Your task — Quote all of the records below word for word, but leave the pictures out.

Materials provided —
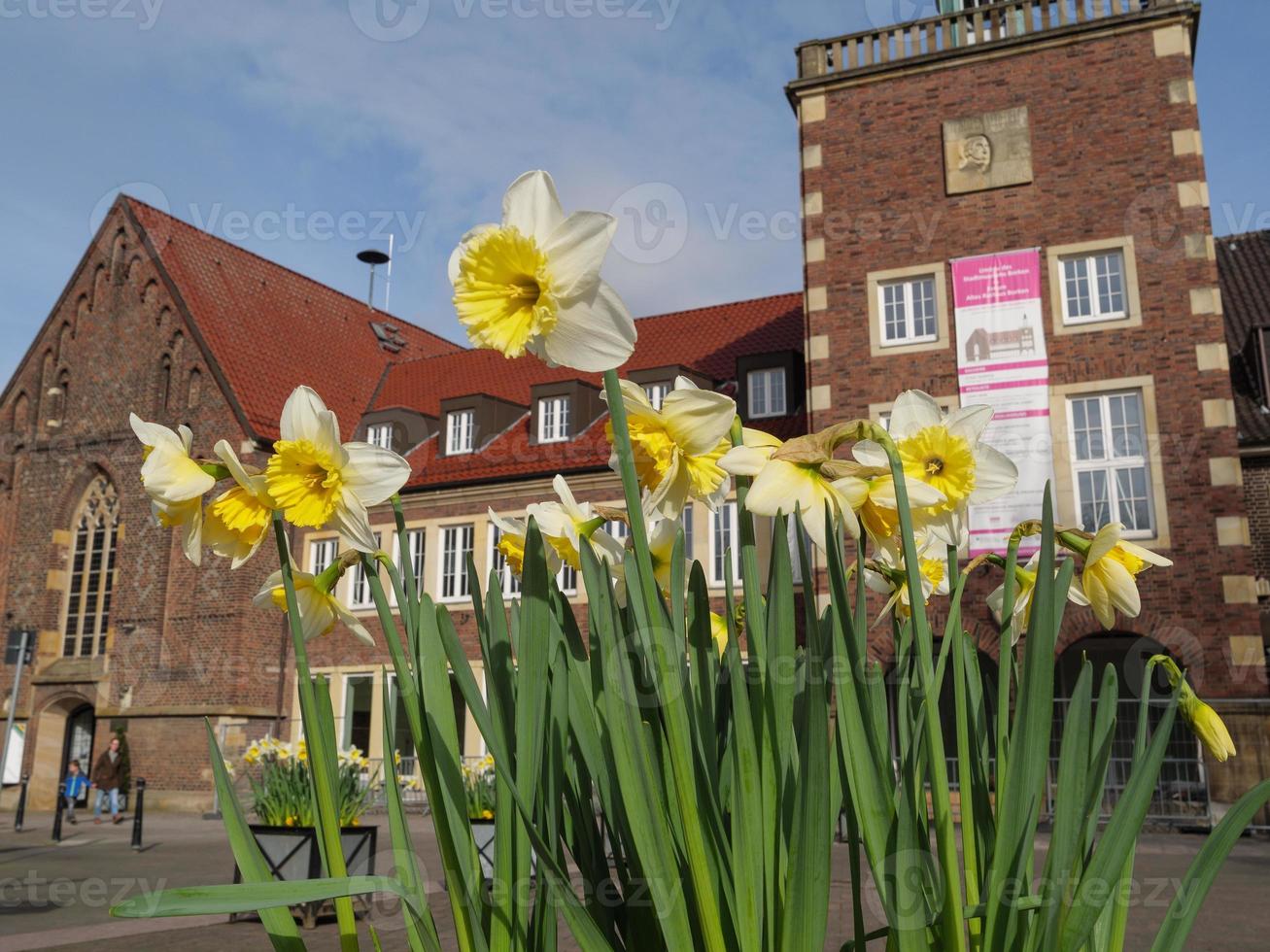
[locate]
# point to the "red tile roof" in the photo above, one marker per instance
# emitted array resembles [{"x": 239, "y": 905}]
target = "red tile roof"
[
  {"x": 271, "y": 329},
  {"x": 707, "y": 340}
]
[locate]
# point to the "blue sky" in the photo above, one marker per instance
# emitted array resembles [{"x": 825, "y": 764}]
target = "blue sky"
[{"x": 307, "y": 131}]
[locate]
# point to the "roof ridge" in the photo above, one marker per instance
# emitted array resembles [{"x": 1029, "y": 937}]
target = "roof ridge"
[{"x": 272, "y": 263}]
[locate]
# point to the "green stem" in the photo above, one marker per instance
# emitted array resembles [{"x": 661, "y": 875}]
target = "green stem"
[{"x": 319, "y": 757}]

Finished task —
[locate]
# point to the "red tile roof" in the photo above, one marker per instance
# emitted array resembles [{"x": 239, "y": 905}]
target = "red tile roof"
[
  {"x": 271, "y": 329},
  {"x": 707, "y": 340}
]
[locate]
# point to the "blue sky" in the photo above, one marker per instance
# emitted array resembles [{"x": 825, "y": 764}]
target = "blue sky"
[{"x": 307, "y": 131}]
[locate]
# point to the "roof ridge" in the photo above, one marker per instance
# emitted array resembles [{"x": 1029, "y": 937}]
target = "roof ridge"
[{"x": 272, "y": 263}]
[locate]
# point to the "green stem" in the photo above, one marker per instance
# emitted array resembles [{"x": 661, "y": 875}]
target = "green stem"
[{"x": 319, "y": 757}]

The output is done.